▶ DATA SECTION:

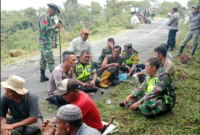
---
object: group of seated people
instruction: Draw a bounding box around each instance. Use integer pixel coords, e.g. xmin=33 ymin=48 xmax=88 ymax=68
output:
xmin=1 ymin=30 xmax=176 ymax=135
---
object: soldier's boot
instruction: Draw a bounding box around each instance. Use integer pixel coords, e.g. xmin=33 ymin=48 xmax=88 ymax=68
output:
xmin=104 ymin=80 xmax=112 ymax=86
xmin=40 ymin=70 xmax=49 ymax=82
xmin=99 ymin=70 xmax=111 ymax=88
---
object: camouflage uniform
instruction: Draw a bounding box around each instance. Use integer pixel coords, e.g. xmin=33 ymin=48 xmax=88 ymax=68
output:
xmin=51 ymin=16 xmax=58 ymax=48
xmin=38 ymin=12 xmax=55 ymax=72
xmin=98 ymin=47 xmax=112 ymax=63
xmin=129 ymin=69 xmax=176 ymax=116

▶ YOUR INSTRUCTIONS: Copy out every one of the entries above word for word, but leave out the pictures.

▶ RIGHT ANSWER:
---
object: group of seated people
instruction: Draw a bounding box around each instance. Use integer pixel coords, e.g. xmin=33 ymin=48 xmax=88 ymax=68
output:
xmin=1 ymin=30 xmax=176 ymax=135
---
object: soldier's boot
instruction: Draw a bounding box around each instance. Use integer pixel coords, e.g. xmin=33 ymin=48 xmax=88 ymax=68
output:
xmin=104 ymin=80 xmax=112 ymax=86
xmin=40 ymin=70 xmax=49 ymax=82
xmin=99 ymin=70 xmax=111 ymax=88
---
object: camouflage uniform
instruction: Draw a bounding box around each instance. Use integer pixel coords, e.g. xmin=33 ymin=48 xmax=88 ymax=68
output:
xmin=51 ymin=16 xmax=58 ymax=48
xmin=38 ymin=12 xmax=55 ymax=72
xmin=98 ymin=47 xmax=112 ymax=63
xmin=129 ymin=69 xmax=176 ymax=116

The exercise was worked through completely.